TASK TO COMPLETE
Rewrite the lines starting at the one containing "Indicate a point on each instance of the exterior" and ending at the one containing "[(242, 136)]", both included, and nothing else. Keep the requests as they are, but scale every coordinate in the answers by 1.95 and round to whole numbers, with halves going up.

DATA PROVIDED

******

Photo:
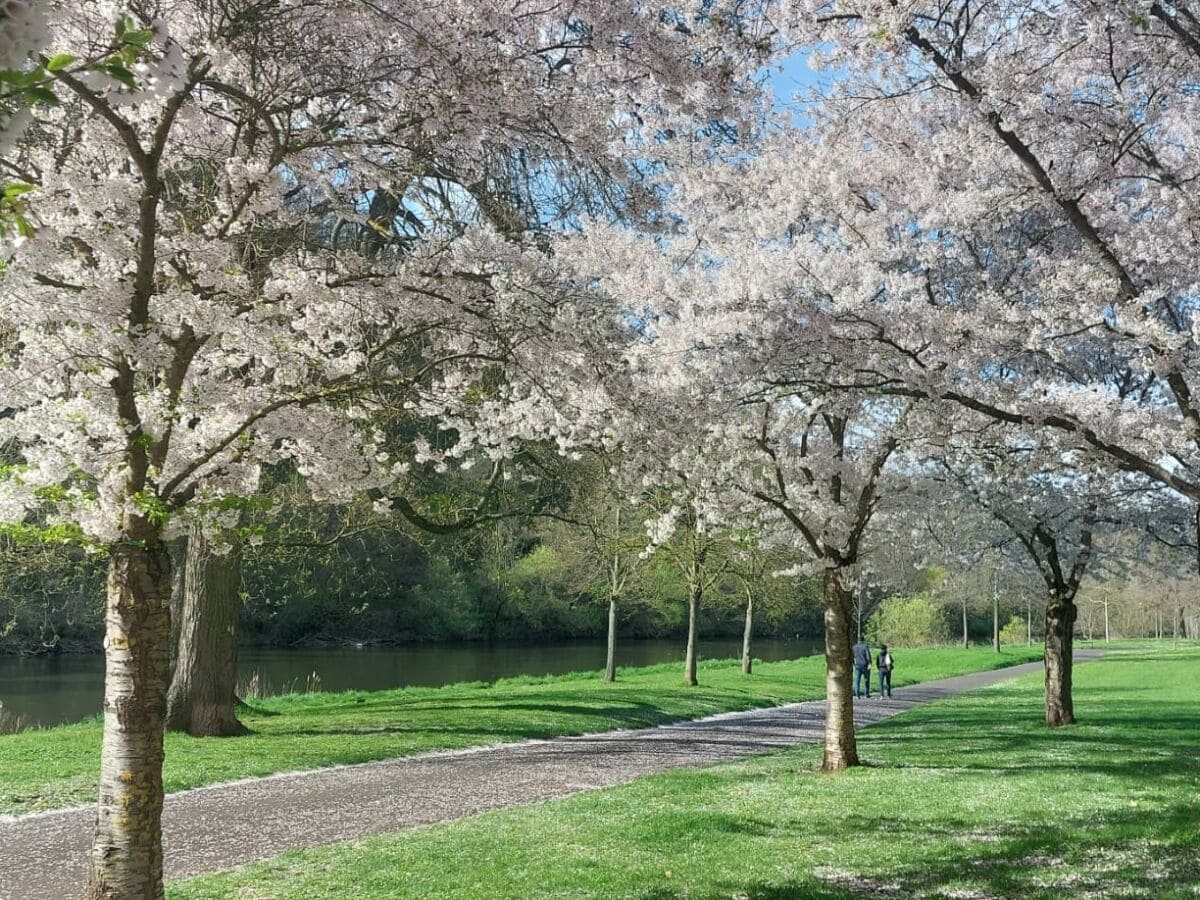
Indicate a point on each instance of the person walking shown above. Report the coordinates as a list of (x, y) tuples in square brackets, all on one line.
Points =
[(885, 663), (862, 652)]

******

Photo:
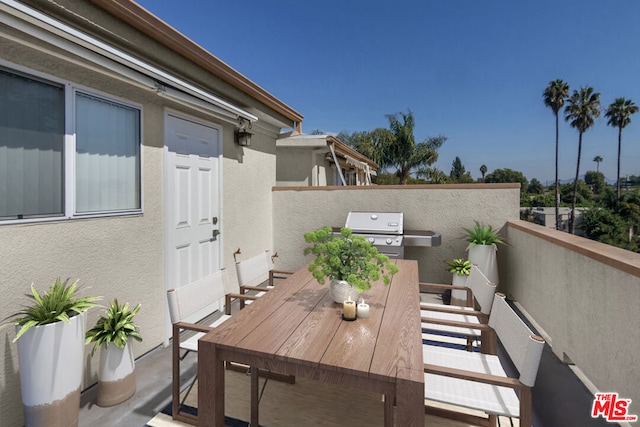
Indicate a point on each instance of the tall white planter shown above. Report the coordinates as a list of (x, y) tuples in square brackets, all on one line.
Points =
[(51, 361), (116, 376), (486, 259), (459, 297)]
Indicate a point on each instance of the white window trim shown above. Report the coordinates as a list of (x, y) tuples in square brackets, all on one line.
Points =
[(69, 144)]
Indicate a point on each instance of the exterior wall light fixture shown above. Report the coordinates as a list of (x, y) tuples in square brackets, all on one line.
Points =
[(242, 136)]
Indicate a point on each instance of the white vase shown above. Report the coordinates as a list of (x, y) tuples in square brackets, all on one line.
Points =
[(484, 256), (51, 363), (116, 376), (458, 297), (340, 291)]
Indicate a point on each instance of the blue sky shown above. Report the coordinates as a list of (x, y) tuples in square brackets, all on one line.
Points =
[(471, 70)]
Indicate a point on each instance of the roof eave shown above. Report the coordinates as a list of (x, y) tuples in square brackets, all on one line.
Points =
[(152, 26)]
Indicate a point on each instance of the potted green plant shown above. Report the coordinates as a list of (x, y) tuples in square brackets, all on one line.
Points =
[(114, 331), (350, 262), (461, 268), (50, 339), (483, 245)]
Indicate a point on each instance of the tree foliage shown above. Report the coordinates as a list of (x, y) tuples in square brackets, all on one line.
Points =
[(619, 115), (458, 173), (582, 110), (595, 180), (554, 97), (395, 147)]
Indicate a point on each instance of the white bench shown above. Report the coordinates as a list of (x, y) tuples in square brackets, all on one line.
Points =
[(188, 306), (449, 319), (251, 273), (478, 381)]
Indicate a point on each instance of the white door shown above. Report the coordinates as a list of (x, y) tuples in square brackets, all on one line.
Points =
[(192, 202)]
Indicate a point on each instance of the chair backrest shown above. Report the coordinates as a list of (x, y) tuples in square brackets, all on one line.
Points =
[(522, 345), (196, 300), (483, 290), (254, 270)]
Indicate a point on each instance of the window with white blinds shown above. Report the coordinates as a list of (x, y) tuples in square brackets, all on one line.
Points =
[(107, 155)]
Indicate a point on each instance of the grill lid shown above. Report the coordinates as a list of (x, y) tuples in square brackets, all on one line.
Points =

******

TASK ANSWER
Indicate a point on each instance of the exterior wall light fixture shown above. Report the coordinates as a list of (x, y) tuples in square brackets, all on one line.
Points =
[(472, 265)]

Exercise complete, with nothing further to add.